Qu’il soit permis de commencer par s’affranchir de tout ce qu’il est convenu d’écrire à propos de Keith Haring. Le mieux est de pénétrer cette formidable exposition consacrée à l’artiste américain, vierge de toute idée préconçue. Et quand bien même nous en aurions, elles sauteraient dès les premiers mètres comme autant de pop-corn au fond d’une casserole.
Quel flash. Au loin on aperçoit déjà, comme un objectif à atteindre, l’œuvre emblématique de cette scénographie si bien faite. Franchir le seuil de l’exposition revient à intégrer l’univers mental, introversion et extraversion, de Keith Haring. On se croirait dans une unité de soins, comme à l’intérieur d’un caisson hyperbare, sauf que là nous sommes dans l’enceinte d’un graphisme incroyablement expressif, un assaut de couleurs dont le chatoiement nous éblouit jusqu’au plaisir. Une vraie pilule hallucinogène dont les effets extatiques se ressentent jusqu’après la sortie.
« Out of sight » comme le disaient les freaks de la west coast lorsqu’ils étaient ébahis à la puissance dix, devant un coucher de soleil accentué par leurs pupilles dopées à la drogue du jour. Cet enfant de la fin des années cinquante s’est lâché dans l’art avec une générosité et une inspiration hors normes. On ne compte littéralement pas ses œuvres. Et il n’est jamais devenu vieux puisqu’il est mort à trente deux ans du Sida.

** Consigne **
Poursuivez le texte sur l'exposition Keith Haring à partir de sa dernière phrase. Les lignes ci-après viennent d'une autre source que le texte.

** Liste des lignes **
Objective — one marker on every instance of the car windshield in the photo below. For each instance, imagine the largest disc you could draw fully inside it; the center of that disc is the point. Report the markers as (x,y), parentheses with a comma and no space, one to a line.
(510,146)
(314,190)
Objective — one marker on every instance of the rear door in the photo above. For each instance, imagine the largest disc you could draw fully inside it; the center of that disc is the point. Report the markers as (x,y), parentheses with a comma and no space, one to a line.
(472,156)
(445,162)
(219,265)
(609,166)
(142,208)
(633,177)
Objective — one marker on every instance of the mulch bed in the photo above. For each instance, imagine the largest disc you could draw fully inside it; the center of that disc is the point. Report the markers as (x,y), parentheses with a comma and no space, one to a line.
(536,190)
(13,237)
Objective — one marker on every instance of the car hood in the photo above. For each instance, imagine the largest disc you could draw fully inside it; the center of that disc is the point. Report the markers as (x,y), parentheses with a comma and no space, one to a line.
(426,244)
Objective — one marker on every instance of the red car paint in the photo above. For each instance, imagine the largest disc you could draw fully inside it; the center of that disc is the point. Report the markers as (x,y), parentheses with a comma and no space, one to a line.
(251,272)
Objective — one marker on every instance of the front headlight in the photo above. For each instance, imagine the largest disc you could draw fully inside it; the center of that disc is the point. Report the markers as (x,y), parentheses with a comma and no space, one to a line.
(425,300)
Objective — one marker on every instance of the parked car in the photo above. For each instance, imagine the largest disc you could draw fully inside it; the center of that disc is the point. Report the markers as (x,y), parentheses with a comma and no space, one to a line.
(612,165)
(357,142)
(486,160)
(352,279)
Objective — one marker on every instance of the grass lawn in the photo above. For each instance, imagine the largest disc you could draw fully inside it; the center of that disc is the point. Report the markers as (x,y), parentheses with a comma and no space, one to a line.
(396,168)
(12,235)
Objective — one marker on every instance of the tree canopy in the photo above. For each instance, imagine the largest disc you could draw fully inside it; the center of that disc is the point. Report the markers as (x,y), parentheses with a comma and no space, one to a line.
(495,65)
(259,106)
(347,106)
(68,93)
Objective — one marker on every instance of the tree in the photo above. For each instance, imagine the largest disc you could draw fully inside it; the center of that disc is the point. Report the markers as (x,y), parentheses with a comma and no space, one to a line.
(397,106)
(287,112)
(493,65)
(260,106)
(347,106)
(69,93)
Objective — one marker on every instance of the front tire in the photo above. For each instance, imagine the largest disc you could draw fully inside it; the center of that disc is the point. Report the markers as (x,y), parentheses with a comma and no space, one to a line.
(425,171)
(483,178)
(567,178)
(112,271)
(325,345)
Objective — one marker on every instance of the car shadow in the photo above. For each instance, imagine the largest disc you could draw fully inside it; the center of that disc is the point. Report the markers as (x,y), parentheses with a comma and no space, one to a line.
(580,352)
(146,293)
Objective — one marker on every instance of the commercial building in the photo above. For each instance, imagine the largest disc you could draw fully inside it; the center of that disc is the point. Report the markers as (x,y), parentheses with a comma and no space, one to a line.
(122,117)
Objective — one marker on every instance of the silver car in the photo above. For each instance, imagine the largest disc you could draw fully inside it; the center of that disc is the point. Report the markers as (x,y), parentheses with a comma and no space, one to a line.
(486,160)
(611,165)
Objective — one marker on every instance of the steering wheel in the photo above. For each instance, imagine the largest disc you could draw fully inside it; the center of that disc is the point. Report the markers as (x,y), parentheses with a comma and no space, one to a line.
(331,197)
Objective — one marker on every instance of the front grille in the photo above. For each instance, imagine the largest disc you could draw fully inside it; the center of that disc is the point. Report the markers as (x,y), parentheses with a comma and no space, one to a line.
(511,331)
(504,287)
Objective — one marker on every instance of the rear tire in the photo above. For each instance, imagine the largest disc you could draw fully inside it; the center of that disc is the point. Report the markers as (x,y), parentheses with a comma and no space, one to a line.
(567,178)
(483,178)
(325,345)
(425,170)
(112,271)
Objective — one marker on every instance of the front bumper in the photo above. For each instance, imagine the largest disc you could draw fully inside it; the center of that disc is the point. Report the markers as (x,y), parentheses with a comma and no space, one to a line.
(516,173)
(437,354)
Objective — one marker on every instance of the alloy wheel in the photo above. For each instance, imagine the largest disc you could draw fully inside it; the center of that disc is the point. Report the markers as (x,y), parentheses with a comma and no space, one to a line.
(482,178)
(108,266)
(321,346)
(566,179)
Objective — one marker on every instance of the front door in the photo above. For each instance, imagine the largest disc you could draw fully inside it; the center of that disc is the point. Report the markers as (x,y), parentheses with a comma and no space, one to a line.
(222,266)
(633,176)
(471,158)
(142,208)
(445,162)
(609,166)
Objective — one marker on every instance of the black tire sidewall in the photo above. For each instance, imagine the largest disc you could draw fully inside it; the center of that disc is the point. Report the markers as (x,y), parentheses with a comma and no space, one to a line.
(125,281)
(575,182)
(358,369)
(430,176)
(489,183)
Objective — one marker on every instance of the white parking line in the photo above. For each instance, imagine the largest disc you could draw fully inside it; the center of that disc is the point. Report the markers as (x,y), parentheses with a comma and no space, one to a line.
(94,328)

** Réponse rédigée **
Sur le plan graphique, la maladie et la prévention de la maladie seront ses derniers combats. Auparavant il aura mis son art en révolte à l’égard de l’homophobie, du racisme, de la violence, des médias de masse, de l’argent, de ceux qui font de l’argent (1), de la défense des enfants… Certain artistes camouflent leurs messages dans le subliminal, ce n’est certes pas le cas de Keith Haring qui exprime assez clairement ce qu’il dénonce ou ce qu’il encense voire exauce.
Mais on ne sait plus à la fin vers quoi se tourner tellement son art est attirant, tellement il est jouissif pour le regard. Que ce soit à travers des toiles complexes (susceptibles de mobiliser l’œil sur chacune durant deux heures) ou celles au trait simplissime comme ce phallus à deux pattes semblant absorber un humain.
On ne passera pas à côté de ses tout à fait remarquables masques et sculptures. L’une, comme une effigie grecque, semble inviter le visiteur à poursuivre le parcours, l’autre, une incroyable sirène luminescente, vous accueille déjà dans un autre monde et ce masque sans titre (comme la plupart de sa production) qui vous arrache pour un moment aux œuvres à message. Tout cela est interprétable absolument comme on le comprend, c’est ce que Keith Haring pour une fois laisse entendre, sans l’écrire ou le dessiner.
Le peintre est tombé malade trop tôt pour bénéficier des bi puis des trithérapies qui allaient sauver maints séropositifs. La dernière partie de ce parcours génial (à refaire plusieurs fois on l’aura bien compris) est marquée du sceau de cette maladie avec notamment un autoportrait émouvant, la peau du visage garnie de petits points rouges.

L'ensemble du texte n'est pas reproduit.